begin Material provided

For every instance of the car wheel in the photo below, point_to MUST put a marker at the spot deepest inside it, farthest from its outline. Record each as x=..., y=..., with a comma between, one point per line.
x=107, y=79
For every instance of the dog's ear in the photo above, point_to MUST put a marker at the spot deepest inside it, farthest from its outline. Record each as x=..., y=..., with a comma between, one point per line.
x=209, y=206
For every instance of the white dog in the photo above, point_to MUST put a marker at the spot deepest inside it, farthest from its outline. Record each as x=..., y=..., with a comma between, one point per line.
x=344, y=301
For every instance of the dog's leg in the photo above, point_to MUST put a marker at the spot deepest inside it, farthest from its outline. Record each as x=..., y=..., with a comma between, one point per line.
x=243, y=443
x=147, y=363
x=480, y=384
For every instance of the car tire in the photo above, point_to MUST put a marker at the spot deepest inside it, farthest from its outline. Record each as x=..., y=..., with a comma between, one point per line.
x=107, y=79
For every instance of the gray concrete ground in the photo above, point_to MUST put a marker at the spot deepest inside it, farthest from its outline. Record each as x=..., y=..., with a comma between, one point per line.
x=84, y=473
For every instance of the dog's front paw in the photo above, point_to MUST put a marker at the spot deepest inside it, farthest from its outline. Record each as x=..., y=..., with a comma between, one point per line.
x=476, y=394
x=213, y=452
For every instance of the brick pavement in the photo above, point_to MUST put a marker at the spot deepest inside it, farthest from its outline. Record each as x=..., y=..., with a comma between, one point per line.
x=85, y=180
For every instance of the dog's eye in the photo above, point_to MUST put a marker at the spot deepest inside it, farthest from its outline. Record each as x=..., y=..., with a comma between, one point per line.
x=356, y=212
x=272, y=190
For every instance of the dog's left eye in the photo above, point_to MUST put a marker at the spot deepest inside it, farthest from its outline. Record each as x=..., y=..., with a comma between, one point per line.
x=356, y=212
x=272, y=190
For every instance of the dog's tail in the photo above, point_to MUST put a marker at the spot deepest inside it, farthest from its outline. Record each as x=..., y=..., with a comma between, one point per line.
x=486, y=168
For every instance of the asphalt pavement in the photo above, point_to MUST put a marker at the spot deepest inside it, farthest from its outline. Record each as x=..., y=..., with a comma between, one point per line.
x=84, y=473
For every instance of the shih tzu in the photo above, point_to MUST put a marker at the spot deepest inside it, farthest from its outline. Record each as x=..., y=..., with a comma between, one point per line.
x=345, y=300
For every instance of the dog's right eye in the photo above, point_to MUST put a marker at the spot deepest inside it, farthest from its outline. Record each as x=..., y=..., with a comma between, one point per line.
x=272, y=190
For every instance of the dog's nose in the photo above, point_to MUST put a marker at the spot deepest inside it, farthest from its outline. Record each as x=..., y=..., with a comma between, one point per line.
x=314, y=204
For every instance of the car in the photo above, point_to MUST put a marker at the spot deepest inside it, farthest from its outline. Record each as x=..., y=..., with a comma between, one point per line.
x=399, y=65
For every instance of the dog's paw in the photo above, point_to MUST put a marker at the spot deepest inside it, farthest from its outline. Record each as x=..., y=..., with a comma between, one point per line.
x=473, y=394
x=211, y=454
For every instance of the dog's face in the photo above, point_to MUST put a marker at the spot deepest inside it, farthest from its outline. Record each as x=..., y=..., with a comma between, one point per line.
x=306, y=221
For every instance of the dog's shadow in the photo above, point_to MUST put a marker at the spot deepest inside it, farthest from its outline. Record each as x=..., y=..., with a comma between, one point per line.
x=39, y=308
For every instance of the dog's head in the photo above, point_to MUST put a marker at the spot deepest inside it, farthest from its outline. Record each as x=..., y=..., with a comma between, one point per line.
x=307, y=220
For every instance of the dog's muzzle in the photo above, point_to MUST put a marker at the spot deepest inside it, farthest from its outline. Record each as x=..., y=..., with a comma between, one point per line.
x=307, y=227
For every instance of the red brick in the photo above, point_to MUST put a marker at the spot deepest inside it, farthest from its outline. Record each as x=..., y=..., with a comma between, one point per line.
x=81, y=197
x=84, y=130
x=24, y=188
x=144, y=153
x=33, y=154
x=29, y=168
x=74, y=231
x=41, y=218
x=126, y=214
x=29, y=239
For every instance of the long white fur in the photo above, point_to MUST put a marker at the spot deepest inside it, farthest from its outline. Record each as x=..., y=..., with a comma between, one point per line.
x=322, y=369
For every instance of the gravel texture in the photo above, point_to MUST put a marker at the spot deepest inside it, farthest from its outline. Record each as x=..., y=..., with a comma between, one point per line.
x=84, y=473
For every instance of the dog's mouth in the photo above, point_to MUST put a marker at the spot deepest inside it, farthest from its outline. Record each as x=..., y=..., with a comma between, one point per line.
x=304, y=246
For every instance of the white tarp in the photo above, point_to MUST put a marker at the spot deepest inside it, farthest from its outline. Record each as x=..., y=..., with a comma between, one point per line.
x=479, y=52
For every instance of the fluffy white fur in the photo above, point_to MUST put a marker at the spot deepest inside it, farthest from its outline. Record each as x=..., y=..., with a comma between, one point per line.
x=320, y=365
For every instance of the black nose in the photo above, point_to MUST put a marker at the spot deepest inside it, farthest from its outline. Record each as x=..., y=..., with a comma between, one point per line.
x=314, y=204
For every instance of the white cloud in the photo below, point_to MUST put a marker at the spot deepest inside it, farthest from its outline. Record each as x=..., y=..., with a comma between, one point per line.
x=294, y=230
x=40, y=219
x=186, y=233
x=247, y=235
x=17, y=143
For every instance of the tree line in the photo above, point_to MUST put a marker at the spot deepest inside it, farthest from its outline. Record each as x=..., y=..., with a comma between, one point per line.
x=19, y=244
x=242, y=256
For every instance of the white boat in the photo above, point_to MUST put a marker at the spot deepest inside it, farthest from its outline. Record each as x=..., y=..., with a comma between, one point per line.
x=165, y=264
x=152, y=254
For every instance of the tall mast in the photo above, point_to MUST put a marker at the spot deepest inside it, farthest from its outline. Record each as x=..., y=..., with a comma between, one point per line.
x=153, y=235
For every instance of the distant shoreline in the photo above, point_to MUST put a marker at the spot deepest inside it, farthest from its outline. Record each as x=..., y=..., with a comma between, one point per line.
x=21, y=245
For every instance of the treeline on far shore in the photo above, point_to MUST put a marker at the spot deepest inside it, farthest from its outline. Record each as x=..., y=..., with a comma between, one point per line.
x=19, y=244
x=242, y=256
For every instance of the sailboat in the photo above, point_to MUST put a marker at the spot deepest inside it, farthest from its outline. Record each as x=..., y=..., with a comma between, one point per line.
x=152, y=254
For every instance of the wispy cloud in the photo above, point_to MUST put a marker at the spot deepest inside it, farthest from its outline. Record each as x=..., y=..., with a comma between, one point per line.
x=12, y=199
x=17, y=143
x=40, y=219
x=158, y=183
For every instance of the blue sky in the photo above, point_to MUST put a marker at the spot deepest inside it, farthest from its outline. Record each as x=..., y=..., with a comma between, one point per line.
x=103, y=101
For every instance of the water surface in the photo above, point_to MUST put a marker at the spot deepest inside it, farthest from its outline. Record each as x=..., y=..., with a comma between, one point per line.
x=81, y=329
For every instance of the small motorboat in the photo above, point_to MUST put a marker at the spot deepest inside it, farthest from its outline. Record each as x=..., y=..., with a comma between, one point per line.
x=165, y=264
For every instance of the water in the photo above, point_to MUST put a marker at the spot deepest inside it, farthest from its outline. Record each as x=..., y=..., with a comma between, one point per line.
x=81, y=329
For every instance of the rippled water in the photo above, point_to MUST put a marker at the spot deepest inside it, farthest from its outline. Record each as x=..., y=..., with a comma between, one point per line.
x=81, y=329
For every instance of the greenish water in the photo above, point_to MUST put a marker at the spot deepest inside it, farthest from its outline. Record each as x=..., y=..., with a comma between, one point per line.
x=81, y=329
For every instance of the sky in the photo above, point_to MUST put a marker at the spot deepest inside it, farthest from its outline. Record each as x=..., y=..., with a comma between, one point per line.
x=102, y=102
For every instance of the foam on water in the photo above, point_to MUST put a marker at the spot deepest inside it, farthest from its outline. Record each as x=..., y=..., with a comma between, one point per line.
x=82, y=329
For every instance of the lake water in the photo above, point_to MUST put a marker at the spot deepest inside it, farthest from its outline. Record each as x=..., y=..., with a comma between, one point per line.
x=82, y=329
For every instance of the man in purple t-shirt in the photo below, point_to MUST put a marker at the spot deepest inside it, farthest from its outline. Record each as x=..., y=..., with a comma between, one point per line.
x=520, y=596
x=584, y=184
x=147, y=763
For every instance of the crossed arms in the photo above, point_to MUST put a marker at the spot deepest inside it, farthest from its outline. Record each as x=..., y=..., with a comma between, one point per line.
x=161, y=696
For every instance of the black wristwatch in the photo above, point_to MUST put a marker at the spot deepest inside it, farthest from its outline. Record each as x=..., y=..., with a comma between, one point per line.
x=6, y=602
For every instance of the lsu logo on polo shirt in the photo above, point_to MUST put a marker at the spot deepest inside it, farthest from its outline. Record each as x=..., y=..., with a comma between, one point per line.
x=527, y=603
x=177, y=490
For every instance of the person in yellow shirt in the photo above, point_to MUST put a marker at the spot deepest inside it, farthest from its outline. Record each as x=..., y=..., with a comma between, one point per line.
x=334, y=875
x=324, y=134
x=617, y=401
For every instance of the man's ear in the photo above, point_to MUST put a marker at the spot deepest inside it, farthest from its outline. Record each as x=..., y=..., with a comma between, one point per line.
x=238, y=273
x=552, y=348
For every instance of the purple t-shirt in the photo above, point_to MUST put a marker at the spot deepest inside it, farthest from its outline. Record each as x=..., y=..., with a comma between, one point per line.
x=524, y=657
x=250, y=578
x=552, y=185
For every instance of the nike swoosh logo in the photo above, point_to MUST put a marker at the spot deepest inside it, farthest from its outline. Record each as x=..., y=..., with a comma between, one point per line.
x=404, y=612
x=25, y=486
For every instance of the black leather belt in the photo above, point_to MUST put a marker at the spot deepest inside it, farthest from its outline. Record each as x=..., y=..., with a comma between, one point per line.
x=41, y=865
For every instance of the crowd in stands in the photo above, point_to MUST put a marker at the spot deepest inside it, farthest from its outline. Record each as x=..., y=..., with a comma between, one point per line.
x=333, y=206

end Material provided

• **Exercise directions**
Starting with the line that contains "For every instance of the person", print each line through the last one in the listing. Include both end lines and add nothing.

• **Result**
For every instance of the person in yellow shirt in the photo above, point_to MUST put a marker at the spot deepest inside it, farthest from its outline. Record each as x=..., y=..., with a comma between, one point per line.
x=334, y=875
x=324, y=134
x=617, y=401
For every instance of the man's ear in the photo above, point_to MUST put a marker at the spot deepest inside it, farthest from its outline. Record each as x=..., y=..., with a comma between, one point per line.
x=238, y=273
x=552, y=348
For every instance of the purple t-shirt in the photo above, point_to MUST put a marker at the spot deepest inside it, farthest from its outline. Record each as x=..., y=..., with a comma between, one point per line.
x=524, y=657
x=250, y=578
x=552, y=185
For every instance of the nike swoosh logo in the photo above, point_to MUST put a marker at the spot deepest inside it, farthest from its outline. Record each as x=..., y=..., with a comma between, one point per line.
x=404, y=612
x=25, y=486
For every instance of the black leather belt in the photo above, point_to MUST put a marker at the spot deepest inside it, farthest from its outline. Record each as x=..., y=..., with a comma between, one point per line.
x=41, y=865
For every instance of the crowd in stands in the photo above, point_to MUST put a marker at the spot deepest inside it, farthest from its outline. Record each as x=..., y=..., with a comma between, one point per line.
x=333, y=206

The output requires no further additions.